+++ Material da tarefa +++

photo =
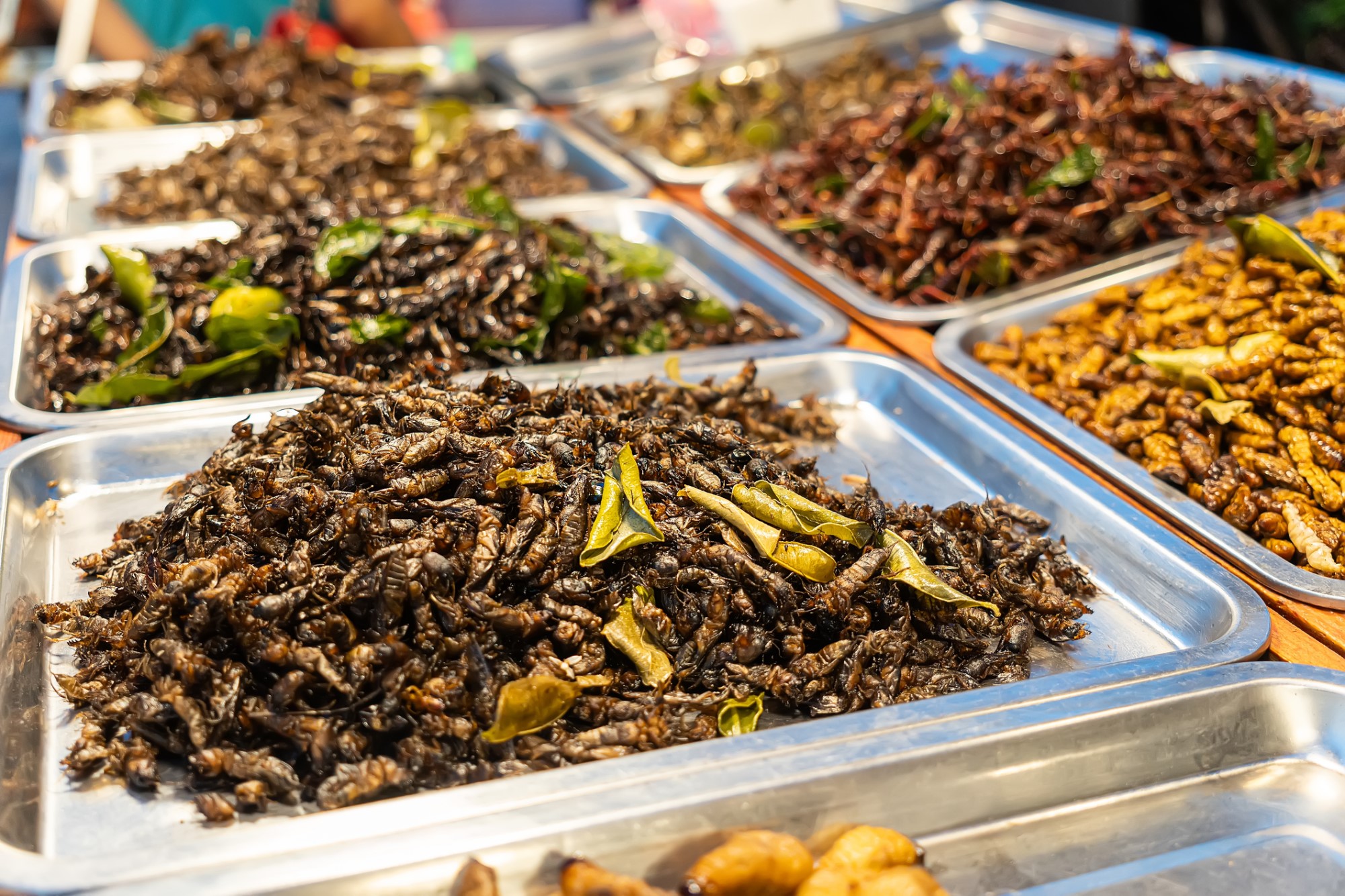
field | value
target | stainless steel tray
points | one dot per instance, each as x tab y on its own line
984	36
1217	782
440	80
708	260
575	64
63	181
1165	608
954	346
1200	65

+++
+++ Material da tarefa +++

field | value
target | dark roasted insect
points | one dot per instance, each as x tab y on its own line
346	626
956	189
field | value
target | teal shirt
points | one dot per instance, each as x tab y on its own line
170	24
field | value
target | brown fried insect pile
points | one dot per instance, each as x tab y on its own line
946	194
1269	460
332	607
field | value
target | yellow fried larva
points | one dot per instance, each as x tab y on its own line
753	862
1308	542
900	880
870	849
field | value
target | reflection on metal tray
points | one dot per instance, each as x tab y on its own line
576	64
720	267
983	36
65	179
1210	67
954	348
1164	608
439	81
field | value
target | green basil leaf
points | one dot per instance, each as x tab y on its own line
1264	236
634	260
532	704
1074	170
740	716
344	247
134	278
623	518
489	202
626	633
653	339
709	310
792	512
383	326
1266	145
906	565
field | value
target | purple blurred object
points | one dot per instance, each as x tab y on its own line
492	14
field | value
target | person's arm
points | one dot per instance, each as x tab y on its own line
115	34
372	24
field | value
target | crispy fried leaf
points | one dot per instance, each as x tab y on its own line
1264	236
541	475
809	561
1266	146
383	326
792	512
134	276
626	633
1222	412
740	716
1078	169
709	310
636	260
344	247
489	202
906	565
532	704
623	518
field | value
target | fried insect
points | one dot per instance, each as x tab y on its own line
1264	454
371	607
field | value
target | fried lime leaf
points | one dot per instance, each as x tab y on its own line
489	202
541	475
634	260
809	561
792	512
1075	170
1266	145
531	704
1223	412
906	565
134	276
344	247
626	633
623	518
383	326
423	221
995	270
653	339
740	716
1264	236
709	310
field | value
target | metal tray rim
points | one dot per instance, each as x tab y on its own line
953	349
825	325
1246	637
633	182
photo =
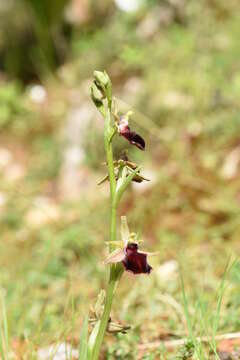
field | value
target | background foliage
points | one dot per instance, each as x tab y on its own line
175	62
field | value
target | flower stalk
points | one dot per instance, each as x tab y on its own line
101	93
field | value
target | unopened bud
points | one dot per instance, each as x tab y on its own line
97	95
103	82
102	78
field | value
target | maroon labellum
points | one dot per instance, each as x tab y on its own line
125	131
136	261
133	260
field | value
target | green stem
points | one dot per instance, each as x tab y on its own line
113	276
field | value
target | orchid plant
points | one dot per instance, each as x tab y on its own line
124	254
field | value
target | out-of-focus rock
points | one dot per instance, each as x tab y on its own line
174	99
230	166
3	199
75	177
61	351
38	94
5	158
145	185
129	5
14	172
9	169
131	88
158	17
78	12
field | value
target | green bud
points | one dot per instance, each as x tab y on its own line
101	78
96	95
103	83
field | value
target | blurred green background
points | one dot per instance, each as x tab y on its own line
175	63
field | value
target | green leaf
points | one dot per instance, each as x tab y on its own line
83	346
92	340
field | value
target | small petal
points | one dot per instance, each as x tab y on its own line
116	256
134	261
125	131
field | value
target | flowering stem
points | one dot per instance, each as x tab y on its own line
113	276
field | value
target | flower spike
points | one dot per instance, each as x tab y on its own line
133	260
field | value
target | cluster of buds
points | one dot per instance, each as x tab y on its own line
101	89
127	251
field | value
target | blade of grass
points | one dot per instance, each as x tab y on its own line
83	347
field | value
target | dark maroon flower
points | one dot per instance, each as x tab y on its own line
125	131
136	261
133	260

+++

* [Tarefa proposta]: Extraia dos dados acima todas as linhas em que aparece a palavra "dark".

* [Resposta à tarefa]:
target | dark roasted insect
target | dark maroon flower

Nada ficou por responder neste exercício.